Saved entries
((

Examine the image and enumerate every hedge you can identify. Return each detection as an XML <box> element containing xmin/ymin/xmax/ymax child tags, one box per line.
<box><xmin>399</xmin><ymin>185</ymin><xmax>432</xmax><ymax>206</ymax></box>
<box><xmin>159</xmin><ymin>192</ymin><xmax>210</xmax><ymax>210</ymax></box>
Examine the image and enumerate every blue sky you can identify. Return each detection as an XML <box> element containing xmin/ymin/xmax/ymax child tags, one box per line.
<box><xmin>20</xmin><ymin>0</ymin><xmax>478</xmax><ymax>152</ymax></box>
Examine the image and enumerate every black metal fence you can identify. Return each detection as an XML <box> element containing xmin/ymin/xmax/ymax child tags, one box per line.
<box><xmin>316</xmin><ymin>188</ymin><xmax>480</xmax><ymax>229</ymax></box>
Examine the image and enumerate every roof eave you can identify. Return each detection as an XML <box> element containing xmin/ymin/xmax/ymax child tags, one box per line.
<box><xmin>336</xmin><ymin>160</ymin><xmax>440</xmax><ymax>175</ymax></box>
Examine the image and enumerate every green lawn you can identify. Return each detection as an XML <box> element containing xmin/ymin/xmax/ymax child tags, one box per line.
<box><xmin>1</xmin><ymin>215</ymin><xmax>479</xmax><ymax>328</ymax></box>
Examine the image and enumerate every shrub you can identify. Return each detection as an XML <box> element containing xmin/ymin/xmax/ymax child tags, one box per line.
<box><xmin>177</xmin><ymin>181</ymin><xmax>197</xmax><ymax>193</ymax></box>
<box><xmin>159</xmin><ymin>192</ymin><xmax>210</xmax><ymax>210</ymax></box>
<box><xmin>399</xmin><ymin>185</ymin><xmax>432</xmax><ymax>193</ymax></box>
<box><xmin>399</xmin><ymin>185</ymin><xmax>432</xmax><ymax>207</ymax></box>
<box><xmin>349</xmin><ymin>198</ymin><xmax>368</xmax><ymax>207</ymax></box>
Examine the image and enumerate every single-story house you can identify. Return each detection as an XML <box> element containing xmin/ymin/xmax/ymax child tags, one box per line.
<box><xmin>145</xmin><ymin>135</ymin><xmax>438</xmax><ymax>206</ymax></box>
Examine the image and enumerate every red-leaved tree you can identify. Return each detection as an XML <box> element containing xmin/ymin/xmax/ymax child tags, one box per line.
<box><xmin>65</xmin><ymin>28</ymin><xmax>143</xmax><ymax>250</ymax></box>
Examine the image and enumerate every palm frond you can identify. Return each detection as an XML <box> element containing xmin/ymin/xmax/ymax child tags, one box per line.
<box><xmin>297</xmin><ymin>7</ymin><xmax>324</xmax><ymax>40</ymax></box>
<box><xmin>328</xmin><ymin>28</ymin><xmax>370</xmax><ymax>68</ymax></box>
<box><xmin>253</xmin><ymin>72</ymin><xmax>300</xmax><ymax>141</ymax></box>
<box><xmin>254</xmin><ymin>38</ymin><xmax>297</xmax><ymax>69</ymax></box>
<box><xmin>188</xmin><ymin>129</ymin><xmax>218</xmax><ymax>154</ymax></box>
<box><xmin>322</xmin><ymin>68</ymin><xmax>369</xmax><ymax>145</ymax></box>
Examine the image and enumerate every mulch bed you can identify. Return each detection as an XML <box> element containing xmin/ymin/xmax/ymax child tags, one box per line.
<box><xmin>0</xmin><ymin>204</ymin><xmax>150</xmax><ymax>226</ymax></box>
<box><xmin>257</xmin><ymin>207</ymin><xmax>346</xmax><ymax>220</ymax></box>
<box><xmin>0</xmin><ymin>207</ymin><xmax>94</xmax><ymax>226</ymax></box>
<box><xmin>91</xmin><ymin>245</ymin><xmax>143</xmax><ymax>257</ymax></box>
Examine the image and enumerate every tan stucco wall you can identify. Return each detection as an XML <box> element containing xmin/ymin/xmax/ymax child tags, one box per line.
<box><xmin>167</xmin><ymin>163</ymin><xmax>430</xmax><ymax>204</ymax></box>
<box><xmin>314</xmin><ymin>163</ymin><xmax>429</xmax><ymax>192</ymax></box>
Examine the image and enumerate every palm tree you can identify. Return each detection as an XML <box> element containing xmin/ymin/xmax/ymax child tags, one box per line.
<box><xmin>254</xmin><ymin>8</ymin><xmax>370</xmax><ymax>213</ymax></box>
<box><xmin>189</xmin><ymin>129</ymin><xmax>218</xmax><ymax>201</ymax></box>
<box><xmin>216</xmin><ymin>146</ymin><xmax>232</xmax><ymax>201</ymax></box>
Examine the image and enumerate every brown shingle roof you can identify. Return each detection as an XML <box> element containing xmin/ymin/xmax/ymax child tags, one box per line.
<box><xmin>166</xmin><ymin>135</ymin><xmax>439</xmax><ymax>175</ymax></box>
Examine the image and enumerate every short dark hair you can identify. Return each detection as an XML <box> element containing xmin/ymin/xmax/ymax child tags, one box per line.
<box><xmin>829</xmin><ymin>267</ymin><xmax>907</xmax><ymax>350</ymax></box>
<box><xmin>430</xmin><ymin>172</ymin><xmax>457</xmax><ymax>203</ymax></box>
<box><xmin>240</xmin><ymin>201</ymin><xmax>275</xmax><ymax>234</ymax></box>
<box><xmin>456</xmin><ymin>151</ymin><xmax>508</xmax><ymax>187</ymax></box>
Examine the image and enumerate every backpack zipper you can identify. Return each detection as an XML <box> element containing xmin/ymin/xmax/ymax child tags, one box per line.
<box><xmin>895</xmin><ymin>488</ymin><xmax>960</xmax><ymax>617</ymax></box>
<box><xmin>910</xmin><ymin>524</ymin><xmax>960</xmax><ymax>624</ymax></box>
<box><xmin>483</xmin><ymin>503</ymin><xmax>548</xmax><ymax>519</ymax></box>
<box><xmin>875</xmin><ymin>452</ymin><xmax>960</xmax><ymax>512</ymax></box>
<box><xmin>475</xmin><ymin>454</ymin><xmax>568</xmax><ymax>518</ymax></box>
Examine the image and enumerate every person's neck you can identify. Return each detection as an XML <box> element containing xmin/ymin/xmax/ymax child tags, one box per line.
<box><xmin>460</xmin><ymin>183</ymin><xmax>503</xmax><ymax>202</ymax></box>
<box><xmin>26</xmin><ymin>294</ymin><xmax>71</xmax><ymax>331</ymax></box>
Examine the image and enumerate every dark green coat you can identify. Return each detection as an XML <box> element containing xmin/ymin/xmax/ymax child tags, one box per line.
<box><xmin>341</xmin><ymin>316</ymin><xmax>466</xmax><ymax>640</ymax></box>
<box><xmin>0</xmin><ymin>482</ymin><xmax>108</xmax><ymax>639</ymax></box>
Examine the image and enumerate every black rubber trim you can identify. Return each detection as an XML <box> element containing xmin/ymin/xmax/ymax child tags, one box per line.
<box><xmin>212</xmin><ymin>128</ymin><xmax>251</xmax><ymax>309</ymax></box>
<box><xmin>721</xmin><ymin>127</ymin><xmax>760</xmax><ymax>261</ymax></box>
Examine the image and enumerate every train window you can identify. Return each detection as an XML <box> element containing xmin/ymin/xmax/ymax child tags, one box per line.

))

*WORK TO COMPLETE:* The entries need to be set down again in full, with no word changed.

*WRITTEN SOLUTION:*
Examine the image and enumerate every hedge you can identify. Return each detection as an XML <box> element containing xmin/ymin/xmax/ymax child tags, one box per line.
<box><xmin>399</xmin><ymin>185</ymin><xmax>432</xmax><ymax>206</ymax></box>
<box><xmin>159</xmin><ymin>192</ymin><xmax>210</xmax><ymax>210</ymax></box>
Examine the image and enumerate every blue sky you can identify. Return each detection as an XML <box> element containing xmin/ymin/xmax/ymax child tags, one box per line.
<box><xmin>20</xmin><ymin>0</ymin><xmax>478</xmax><ymax>152</ymax></box>
Examine the image and enumerate every black metal fence you can identify. Return each detection as an XML <box> element containing xmin/ymin/xmax/ymax child tags, one box per line.
<box><xmin>316</xmin><ymin>188</ymin><xmax>480</xmax><ymax>229</ymax></box>
Examine the image and enumerate every roof eave you can identify. Return each detection as an XML <box> element containing xmin/ymin/xmax/ymax child tags, one box per line.
<box><xmin>336</xmin><ymin>160</ymin><xmax>440</xmax><ymax>175</ymax></box>
Examine the image and enumerate every green lawn you can identify. Return each detection as an XML <box> element containing xmin/ymin/xmax/ymax child tags, one box per line.
<box><xmin>1</xmin><ymin>215</ymin><xmax>479</xmax><ymax>328</ymax></box>
Examine the image and enumerate every shrub you can identify. Return each detection as an XML <box> element containing xmin/ymin/xmax/ymax child tags, one box per line.
<box><xmin>177</xmin><ymin>181</ymin><xmax>197</xmax><ymax>193</ymax></box>
<box><xmin>159</xmin><ymin>192</ymin><xmax>210</xmax><ymax>210</ymax></box>
<box><xmin>399</xmin><ymin>185</ymin><xmax>432</xmax><ymax>193</ymax></box>
<box><xmin>399</xmin><ymin>185</ymin><xmax>432</xmax><ymax>207</ymax></box>
<box><xmin>349</xmin><ymin>198</ymin><xmax>368</xmax><ymax>207</ymax></box>
Examine the image and enumerate every single-story house you can identify. Return each detection as an XML <box> element containing xmin/ymin/xmax/ymax child tags, one box per line.
<box><xmin>145</xmin><ymin>135</ymin><xmax>438</xmax><ymax>206</ymax></box>
Examine the image and enumerate every red-leaved tree you can identify. Return each detection as an XML <box> element containing xmin/ymin/xmax/ymax child tags, one box per line.
<box><xmin>65</xmin><ymin>28</ymin><xmax>143</xmax><ymax>250</ymax></box>
Examine the image and enumerate every palm frond you can identify. Return each detection as an XML <box> element containing xmin/ymin/xmax/ymax child tags, one box per line.
<box><xmin>297</xmin><ymin>7</ymin><xmax>324</xmax><ymax>40</ymax></box>
<box><xmin>328</xmin><ymin>28</ymin><xmax>370</xmax><ymax>68</ymax></box>
<box><xmin>253</xmin><ymin>72</ymin><xmax>300</xmax><ymax>141</ymax></box>
<box><xmin>254</xmin><ymin>38</ymin><xmax>297</xmax><ymax>69</ymax></box>
<box><xmin>188</xmin><ymin>129</ymin><xmax>218</xmax><ymax>154</ymax></box>
<box><xmin>322</xmin><ymin>68</ymin><xmax>369</xmax><ymax>145</ymax></box>
Examine the image and enumerate every mulch bed you can identify. Return each detection as an XML <box> element containing xmin/ymin/xmax/ymax child tags, one box per line.
<box><xmin>0</xmin><ymin>204</ymin><xmax>150</xmax><ymax>226</ymax></box>
<box><xmin>257</xmin><ymin>207</ymin><xmax>346</xmax><ymax>220</ymax></box>
<box><xmin>0</xmin><ymin>207</ymin><xmax>94</xmax><ymax>226</ymax></box>
<box><xmin>91</xmin><ymin>245</ymin><xmax>143</xmax><ymax>257</ymax></box>
Examine the image and enumerate every tan stucco wall you can identify. Return each detection as an XML <box> element containing xmin/ymin/xmax/ymax child tags, one box per line.
<box><xmin>167</xmin><ymin>163</ymin><xmax>430</xmax><ymax>204</ymax></box>
<box><xmin>314</xmin><ymin>163</ymin><xmax>429</xmax><ymax>192</ymax></box>
Examine the image and enumerate every palm tree you can identify. Return each detection as an XML <box> element containing xmin/ymin/xmax/ymax child tags, one box per line.
<box><xmin>254</xmin><ymin>8</ymin><xmax>370</xmax><ymax>213</ymax></box>
<box><xmin>189</xmin><ymin>129</ymin><xmax>218</xmax><ymax>201</ymax></box>
<box><xmin>216</xmin><ymin>146</ymin><xmax>232</xmax><ymax>201</ymax></box>
Examine the image and enumerate every brown shingle roof you can identify. Return each detection as an XML <box> element containing xmin/ymin/xmax/ymax child tags, one box per line.
<box><xmin>166</xmin><ymin>135</ymin><xmax>439</xmax><ymax>175</ymax></box>
Examine the image and enumerate every short dark hair you can identify. Return each detection as an XML <box> element containing xmin/ymin/xmax/ymax child tags, one box per line.
<box><xmin>829</xmin><ymin>267</ymin><xmax>907</xmax><ymax>350</ymax></box>
<box><xmin>430</xmin><ymin>172</ymin><xmax>457</xmax><ymax>203</ymax></box>
<box><xmin>240</xmin><ymin>201</ymin><xmax>275</xmax><ymax>234</ymax></box>
<box><xmin>456</xmin><ymin>151</ymin><xmax>508</xmax><ymax>187</ymax></box>
Examine the image and enumerate every backpack zipper you can identify. Return each detection as an XML <box> element containing xmin/ymin/xmax/ymax child tags, one box per line.
<box><xmin>895</xmin><ymin>488</ymin><xmax>960</xmax><ymax>617</ymax></box>
<box><xmin>910</xmin><ymin>524</ymin><xmax>960</xmax><ymax>624</ymax></box>
<box><xmin>483</xmin><ymin>503</ymin><xmax>548</xmax><ymax>519</ymax></box>
<box><xmin>875</xmin><ymin>452</ymin><xmax>960</xmax><ymax>512</ymax></box>
<box><xmin>475</xmin><ymin>454</ymin><xmax>568</xmax><ymax>518</ymax></box>
Examine the image and enumerate every person's neck you can identify. Return each detection as an XML <box> element containing xmin/ymin/xmax/ymax child tags, one box per line.
<box><xmin>460</xmin><ymin>183</ymin><xmax>503</xmax><ymax>202</ymax></box>
<box><xmin>26</xmin><ymin>294</ymin><xmax>71</xmax><ymax>331</ymax></box>
Examine the image and enumerate every dark green coat you can identify. Return each detection as an XML <box> element containing xmin/ymin/xmax/ymax child tags, one box per line.
<box><xmin>341</xmin><ymin>316</ymin><xmax>466</xmax><ymax>640</ymax></box>
<box><xmin>0</xmin><ymin>482</ymin><xmax>108</xmax><ymax>639</ymax></box>
Examine the image and enumerate every black rubber trim you can identify. Return each detection as an XML <box> element containing xmin/ymin/xmax/ymax child tags, one box per line.
<box><xmin>212</xmin><ymin>128</ymin><xmax>251</xmax><ymax>309</ymax></box>
<box><xmin>721</xmin><ymin>127</ymin><xmax>760</xmax><ymax>261</ymax></box>
Examine the image and enumerate every train window you can identify. Return each detection as an XML <box> element containing xmin/ymin/xmax/ymax child tags, one box per line.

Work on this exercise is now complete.